◆ INSTRUCTIONS FOR THE TASK ◆
Identify all lines in the listing that include the word "keypoint", and copy them out.
--- RECORDS FOR PROCESSING ---
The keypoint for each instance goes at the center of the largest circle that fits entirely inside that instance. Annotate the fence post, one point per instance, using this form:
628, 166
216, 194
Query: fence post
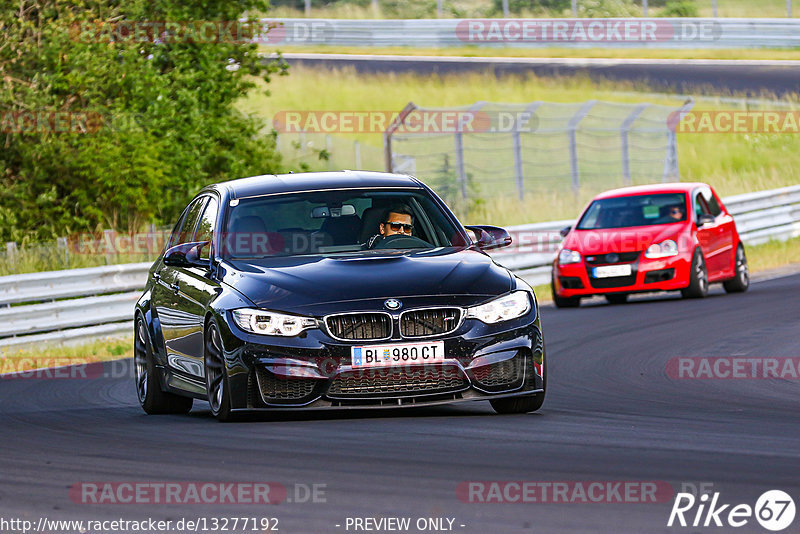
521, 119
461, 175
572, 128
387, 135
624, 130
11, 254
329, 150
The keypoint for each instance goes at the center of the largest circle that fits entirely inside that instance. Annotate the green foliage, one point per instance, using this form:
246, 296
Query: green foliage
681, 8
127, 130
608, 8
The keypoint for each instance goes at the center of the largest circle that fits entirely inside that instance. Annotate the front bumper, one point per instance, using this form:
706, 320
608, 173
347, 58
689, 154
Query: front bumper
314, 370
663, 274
---
◆ REPLY TO THE TASK ◆
The keypoint for each instance goes at the center of the largest circle that fits entirely inside that instance. Annotate the fence post, one point per instance, using this form:
The keypoint for each instance goes at the center of the largest circle that fits entirely inside that instance. Annotate the green foliage, one point per instance, using this form:
The keypoint for each instance goes at the center of the largest circle that fits entirely inside that instance. Annotate the front bumper, one point per instance, using this form:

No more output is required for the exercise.